Available records:
☆ ☆ ☆

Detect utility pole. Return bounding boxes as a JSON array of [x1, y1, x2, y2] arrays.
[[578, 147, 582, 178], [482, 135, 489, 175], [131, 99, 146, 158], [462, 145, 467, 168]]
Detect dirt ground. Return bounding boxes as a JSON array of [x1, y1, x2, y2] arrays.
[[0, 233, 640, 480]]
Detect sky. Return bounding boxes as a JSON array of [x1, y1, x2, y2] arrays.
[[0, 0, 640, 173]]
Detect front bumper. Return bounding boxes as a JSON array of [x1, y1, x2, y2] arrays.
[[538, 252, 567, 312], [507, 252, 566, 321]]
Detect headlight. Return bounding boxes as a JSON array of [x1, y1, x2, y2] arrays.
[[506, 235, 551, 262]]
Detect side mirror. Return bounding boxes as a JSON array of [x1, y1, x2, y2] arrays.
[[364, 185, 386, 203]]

☆ ☆ ☆

Stated task: Copy the rows again from the line with "Detect sky. Return" through the line with "[[538, 252, 567, 312], [507, 252, 566, 321]]", with both of those lines included and the requests kept as they are. Multiply every bounding box coordinate in the answers by 0.5 and round to whole numbers, with halves rounded up, and return only these lines.

Expected answer:
Detect sky. Return bounding boxes as a JSON array of [x1, y1, x2, y2] arrays.
[[0, 0, 320, 87]]
Detect front bumper. Return bounding boxes as a JSON array of [x1, y1, x2, y2] arrays.
[[269, 126, 284, 156], [254, 126, 283, 161]]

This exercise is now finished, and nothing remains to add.